Copy the passage about Boeing's exposure to China word for word, from start to finish.

[start of Excerpt to read]

The real risk is that China will lash out, and it’s difficult to say how likely that could be. Boeing and its only real rival on that front, the European company Airbus, have backlogs that stretch into the next decade.

A Chinese aerospace company, Comac, flew its first Boeing-sized jet in China in 2016, but it is years away from producing them. That may make it more attractive to punish a different American brand that makes something the Chinese can easily find elsewhere.

On the other hand, the Chinese government may have more leverage over Airbus than it seems. China is expected to surpass the United States to become the world’s biggest aviation market by 2022, according to the International Air Transport Association. That growing dominance could help the government lean on Airbus to ramp up production to fill a potential hole left by Boeing, aerospace consultants said.

A more moderate option for the Chinese would be to keep current orders on the books, but stop purchasing new Boeing aircraft. That could make for a less intense, but more drawn-out, period of pain for the manufacturer.

If it loses significant ground in China, analysts said, Boeing would eventually slow production and fire some of its mechanics. That could cripple the companies that make its airplane wings, noses, nuts and bolts.

“There is this rippling effect where Boeing lays off people, and then the suppliers lay off people,” said Rajeev Lalwani, a Morgan Stanley analyst. “That protectionism is in a way coming back to hurt the U.S.”

Correction: March 14, 2018

An earlier version of this article misstated the Export-Import Bank’s relationship to Boeing. It lends to Boeing’s customers, not Boeing itself.

[end of Excerpt to read]
[start of Excerpted data]

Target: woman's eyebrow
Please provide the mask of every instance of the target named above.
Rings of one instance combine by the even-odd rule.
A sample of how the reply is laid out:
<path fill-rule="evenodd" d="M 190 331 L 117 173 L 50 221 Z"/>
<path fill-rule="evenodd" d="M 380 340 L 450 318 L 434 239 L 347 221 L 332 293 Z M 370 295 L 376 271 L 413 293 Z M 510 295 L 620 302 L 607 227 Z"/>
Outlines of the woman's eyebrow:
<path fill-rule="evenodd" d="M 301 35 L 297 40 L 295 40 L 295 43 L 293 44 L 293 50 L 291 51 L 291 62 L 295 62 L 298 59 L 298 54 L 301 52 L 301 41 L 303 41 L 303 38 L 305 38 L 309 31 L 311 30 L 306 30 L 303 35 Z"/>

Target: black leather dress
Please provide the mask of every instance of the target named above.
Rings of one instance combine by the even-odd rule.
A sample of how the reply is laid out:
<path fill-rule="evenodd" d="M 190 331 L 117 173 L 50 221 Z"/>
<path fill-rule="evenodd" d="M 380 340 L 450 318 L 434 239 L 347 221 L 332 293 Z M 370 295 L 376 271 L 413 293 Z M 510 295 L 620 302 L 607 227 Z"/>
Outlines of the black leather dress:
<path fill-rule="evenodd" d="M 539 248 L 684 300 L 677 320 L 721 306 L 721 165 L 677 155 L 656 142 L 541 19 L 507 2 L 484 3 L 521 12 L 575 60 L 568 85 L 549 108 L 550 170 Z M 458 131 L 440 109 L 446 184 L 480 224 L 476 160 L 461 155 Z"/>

[end of Excerpted data]

_Response to this exercise:_
The real risk is that China will lash out, and it’s difficult to say how likely that could be. Boeing and its only real rival on that front, the European company Airbus, have backlogs that stretch into the next decade.

A Chinese aerospace company, Comac, flew its first Boeing-sized jet in China in 2016, but it is years away from producing them. That may make it more attractive to punish a different American brand that makes something the Chinese can easily find elsewhere.

On the other hand, the Chinese government may have more leverage over Airbus than it seems. China is expected to surpass the United States to become the world’s biggest aviation market by 2022, according to the International Air Transport Association. That growing dominance could help the government lean on Airbus to ramp up production to fill a potential hole left by Boeing, aerospace consultants said.

A more moderate option for the Chinese would be to keep current orders on the books, but stop purchasing new Boeing aircraft. That could make for a less intense, but more drawn-out, period of pain for the manufacturer.

If it loses significant ground in China, analysts said, Boeing would eventually slow production and fire some of its mechanics. That could cripple the companies that make its airplane wings, noses, nuts and bolts.

“There is this rippling effect where Boeing lays off people, and then the suppliers lay off people,” said Rajeev Lalwani, a Morgan Stanley analyst. “That protectionism is in a way coming back to hurt the U.S.”

Correction: March 14, 2018

An earlier version of this article misstated the Export-Import Bank’s relationship to Boeing. It lends to Boeing’s customers, not Boeing itself.